> [What to produce]: In the listing beneath this line, copy exactly the lines starting with the one containing "Target: person sitting on rock" and going on through the one containing "Target: white yacht".

==== Provided data ====

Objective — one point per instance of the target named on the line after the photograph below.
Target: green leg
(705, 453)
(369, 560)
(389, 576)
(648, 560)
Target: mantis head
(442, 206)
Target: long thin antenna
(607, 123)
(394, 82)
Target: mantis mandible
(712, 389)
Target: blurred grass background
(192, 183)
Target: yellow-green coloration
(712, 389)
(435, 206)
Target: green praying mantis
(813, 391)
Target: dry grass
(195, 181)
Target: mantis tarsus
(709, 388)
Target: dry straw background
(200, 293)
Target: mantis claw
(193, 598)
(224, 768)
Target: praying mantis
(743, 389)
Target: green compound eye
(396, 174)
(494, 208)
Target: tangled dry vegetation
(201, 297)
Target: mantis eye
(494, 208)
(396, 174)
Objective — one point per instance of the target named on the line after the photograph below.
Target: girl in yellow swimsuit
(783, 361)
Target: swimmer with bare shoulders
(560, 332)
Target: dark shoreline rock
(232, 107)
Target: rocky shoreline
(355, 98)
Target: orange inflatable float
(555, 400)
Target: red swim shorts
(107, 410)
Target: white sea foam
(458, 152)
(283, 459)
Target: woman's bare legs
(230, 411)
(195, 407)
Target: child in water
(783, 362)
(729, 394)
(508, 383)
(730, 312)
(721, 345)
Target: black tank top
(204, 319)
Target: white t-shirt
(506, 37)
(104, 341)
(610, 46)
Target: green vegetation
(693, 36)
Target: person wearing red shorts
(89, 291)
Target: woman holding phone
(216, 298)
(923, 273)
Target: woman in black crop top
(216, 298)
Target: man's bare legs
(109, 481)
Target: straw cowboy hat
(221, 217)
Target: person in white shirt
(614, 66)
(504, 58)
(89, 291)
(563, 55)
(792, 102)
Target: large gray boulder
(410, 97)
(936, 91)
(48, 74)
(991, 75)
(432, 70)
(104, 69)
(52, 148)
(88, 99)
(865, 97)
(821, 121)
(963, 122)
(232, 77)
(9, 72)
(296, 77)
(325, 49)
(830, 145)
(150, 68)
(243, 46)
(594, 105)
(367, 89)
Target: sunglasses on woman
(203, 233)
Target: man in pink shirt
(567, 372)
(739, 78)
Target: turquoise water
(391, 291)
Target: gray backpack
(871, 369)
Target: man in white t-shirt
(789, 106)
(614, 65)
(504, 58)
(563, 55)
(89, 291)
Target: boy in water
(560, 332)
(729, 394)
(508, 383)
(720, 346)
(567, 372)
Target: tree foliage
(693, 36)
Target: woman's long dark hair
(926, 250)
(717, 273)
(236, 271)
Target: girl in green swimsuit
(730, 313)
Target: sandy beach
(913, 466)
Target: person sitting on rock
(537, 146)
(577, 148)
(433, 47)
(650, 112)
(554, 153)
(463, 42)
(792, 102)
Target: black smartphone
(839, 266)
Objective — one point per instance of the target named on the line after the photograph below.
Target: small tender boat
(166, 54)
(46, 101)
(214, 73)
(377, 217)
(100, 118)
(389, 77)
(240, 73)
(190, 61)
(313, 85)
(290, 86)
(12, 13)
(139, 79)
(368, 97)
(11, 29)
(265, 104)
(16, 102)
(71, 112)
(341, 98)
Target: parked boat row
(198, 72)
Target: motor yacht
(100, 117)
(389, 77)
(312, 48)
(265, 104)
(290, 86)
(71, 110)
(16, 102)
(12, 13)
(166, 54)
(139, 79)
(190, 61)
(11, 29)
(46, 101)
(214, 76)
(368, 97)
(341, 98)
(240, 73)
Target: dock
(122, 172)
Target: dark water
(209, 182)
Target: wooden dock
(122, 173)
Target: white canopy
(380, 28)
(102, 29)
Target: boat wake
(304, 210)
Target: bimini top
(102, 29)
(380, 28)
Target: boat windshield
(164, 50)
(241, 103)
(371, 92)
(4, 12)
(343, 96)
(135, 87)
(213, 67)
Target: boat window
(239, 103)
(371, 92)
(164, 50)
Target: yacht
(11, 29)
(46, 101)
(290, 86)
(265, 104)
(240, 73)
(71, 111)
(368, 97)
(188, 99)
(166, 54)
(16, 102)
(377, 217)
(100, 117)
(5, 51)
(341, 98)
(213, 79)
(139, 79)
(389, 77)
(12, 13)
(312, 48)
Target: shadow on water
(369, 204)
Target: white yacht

====
==== Provided data ====

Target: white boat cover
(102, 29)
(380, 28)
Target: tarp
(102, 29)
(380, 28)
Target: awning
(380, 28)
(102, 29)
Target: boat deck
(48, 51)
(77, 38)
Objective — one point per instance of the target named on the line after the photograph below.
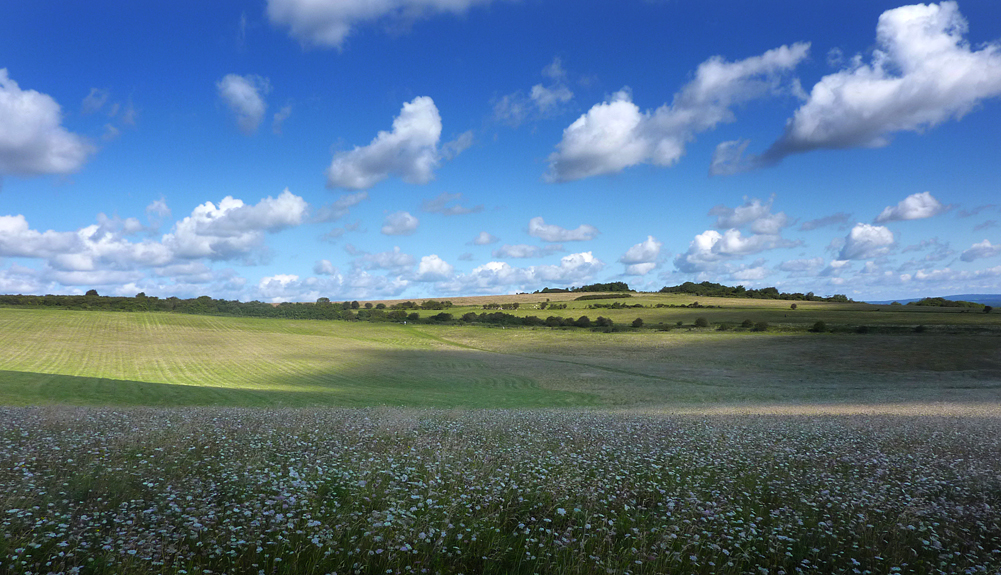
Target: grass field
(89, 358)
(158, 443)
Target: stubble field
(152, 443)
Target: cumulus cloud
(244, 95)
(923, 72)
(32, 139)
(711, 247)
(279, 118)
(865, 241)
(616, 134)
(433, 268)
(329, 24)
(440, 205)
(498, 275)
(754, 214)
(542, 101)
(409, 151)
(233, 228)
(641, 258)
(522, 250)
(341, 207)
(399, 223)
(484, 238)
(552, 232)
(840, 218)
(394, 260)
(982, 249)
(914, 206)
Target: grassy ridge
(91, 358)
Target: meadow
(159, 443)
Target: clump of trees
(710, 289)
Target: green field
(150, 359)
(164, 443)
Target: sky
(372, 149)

====
==== Provided data ====

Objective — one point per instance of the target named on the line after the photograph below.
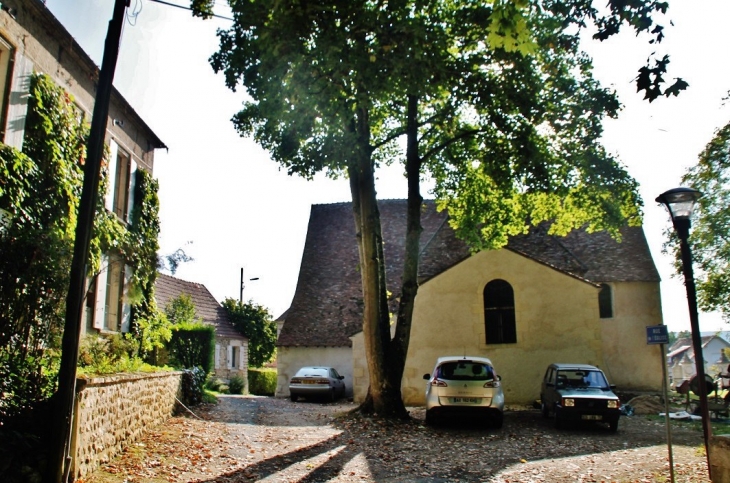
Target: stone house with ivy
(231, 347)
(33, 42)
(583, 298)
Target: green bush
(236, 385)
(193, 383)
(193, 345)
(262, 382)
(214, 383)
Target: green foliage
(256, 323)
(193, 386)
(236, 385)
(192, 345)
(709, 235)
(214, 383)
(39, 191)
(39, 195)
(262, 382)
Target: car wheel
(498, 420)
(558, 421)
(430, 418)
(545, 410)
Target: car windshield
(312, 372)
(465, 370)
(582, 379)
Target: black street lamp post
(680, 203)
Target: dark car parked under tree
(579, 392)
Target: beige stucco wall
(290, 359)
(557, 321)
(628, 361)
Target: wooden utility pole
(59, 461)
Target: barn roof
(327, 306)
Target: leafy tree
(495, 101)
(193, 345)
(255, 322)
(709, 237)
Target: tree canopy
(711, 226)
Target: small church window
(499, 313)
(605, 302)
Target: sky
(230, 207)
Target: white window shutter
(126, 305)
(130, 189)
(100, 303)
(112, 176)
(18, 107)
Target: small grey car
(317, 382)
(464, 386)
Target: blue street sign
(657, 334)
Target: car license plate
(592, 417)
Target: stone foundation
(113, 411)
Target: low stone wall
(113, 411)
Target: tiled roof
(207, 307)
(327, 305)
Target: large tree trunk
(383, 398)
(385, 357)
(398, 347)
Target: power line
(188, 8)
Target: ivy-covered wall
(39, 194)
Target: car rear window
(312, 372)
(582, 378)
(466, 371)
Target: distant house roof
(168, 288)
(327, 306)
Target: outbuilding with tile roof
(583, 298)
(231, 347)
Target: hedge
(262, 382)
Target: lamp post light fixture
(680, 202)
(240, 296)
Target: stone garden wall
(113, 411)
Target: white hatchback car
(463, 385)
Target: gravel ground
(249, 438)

====

> [Solved problem]:
Target: person sitting on rock
(537, 146)
(577, 148)
(433, 47)
(650, 112)
(554, 153)
(463, 42)
(792, 102)
Target: black smartphone
(839, 266)
Objective — one point per instance of the target named on the line after the photograph below.
Target: small tender boat
(166, 54)
(46, 101)
(214, 73)
(377, 217)
(100, 118)
(389, 77)
(240, 73)
(190, 61)
(313, 85)
(290, 86)
(12, 13)
(139, 79)
(368, 97)
(11, 29)
(265, 104)
(16, 102)
(71, 112)
(341, 98)
Target: parked boat row
(198, 72)
Target: motor yacht
(100, 117)
(389, 77)
(312, 48)
(265, 104)
(290, 86)
(71, 110)
(16, 102)
(12, 13)
(166, 54)
(139, 79)
(190, 61)
(11, 29)
(46, 101)
(214, 76)
(368, 97)
(341, 98)
(240, 73)
Target: dock
(122, 172)
Target: dark water
(209, 182)
Target: wooden dock
(122, 173)
Target: white canopy
(380, 28)
(102, 29)
Target: boat wake
(304, 210)
Target: bimini top
(102, 29)
(380, 28)
Target: boat windshield
(164, 50)
(241, 103)
(371, 92)
(4, 12)
(343, 96)
(135, 87)
(213, 67)
Target: boat window
(239, 103)
(371, 92)
(164, 50)
Target: yacht
(11, 29)
(46, 101)
(290, 86)
(265, 104)
(240, 73)
(71, 111)
(368, 97)
(188, 99)
(166, 54)
(16, 102)
(377, 217)
(100, 117)
(5, 51)
(341, 98)
(213, 79)
(139, 79)
(389, 77)
(12, 13)
(312, 48)
Target: shadow on water
(369, 204)
Target: white yacht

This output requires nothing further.